■ Your task:
Beginning at the line containing "of the central", output every line to the end of the data below exactly as it appears.

= Beginning of Section =

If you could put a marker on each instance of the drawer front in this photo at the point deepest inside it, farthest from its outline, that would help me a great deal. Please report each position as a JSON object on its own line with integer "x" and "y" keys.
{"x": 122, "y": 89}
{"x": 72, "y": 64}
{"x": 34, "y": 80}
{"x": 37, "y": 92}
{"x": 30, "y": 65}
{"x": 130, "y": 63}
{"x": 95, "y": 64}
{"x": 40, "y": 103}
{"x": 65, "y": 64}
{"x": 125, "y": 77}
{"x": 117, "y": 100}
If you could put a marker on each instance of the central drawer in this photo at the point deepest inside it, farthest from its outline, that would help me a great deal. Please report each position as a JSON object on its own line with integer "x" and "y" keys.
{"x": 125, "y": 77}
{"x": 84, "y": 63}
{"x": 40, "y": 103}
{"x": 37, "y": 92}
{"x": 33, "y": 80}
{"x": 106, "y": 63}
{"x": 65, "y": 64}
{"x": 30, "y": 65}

= End of Section =

■ Answer section:
If you could put a marker on each instance of the central drawer in this photo at the point deepest inside it, farthest from its outline, that would help me a great deal. Please report each position as a JSON object on its own line with integer "x" and "y" keys.
{"x": 125, "y": 77}
{"x": 84, "y": 63}
{"x": 40, "y": 103}
{"x": 37, "y": 92}
{"x": 33, "y": 80}
{"x": 106, "y": 63}
{"x": 65, "y": 64}
{"x": 30, "y": 65}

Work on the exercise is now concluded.